◆ **EXERCISE PROMPT**: Determine how many of the lines below include "coordinates", then respond with that number and no other text.

◆ **Point-per-instance localization data**:

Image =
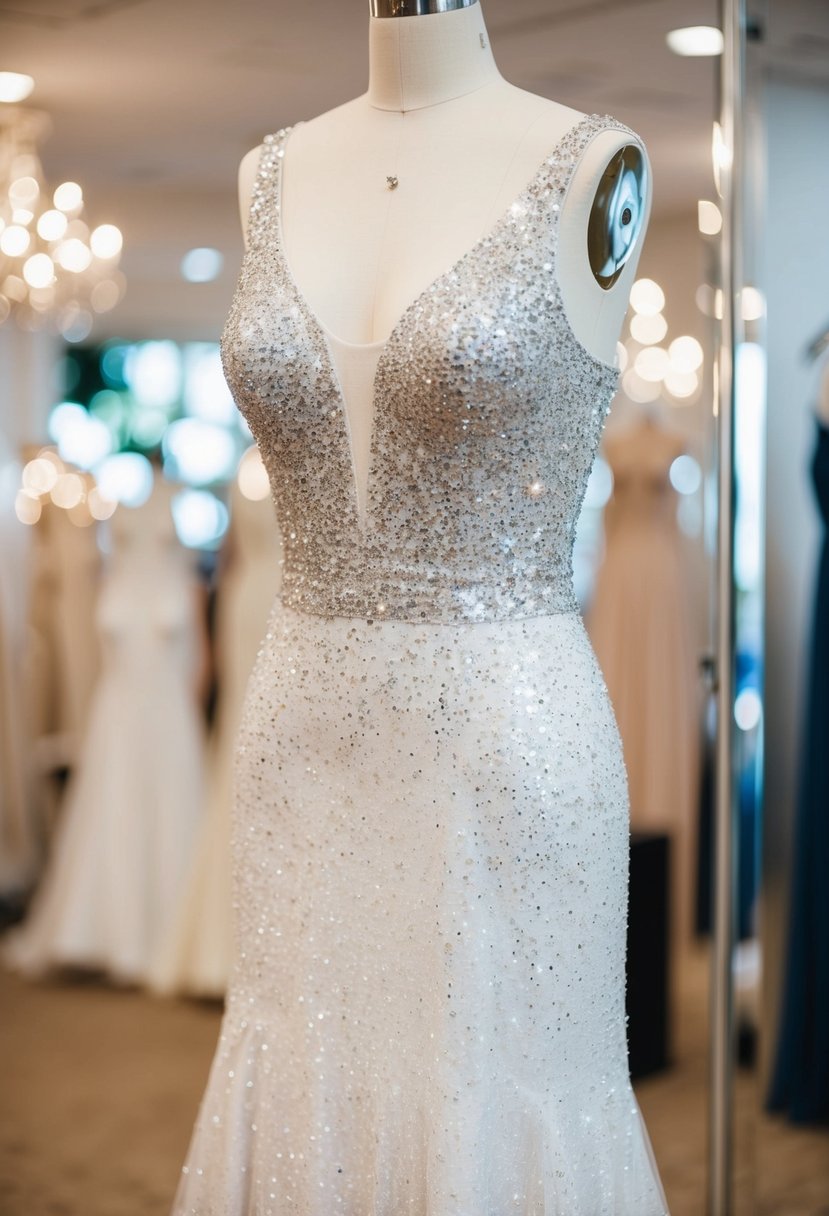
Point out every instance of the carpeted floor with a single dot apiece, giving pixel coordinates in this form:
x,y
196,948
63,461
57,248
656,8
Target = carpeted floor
==
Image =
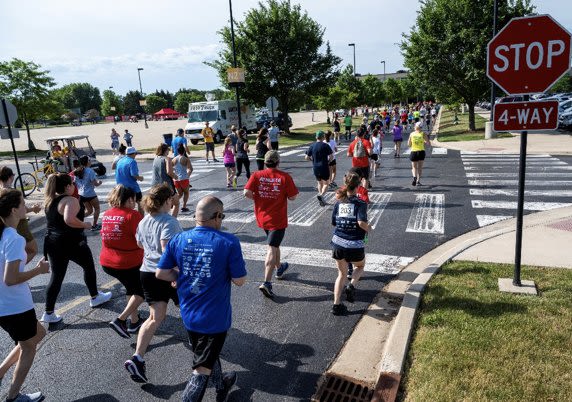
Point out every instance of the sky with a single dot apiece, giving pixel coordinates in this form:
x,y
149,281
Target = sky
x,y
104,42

◆ **OUTPUT FOR THIS TASK**: 2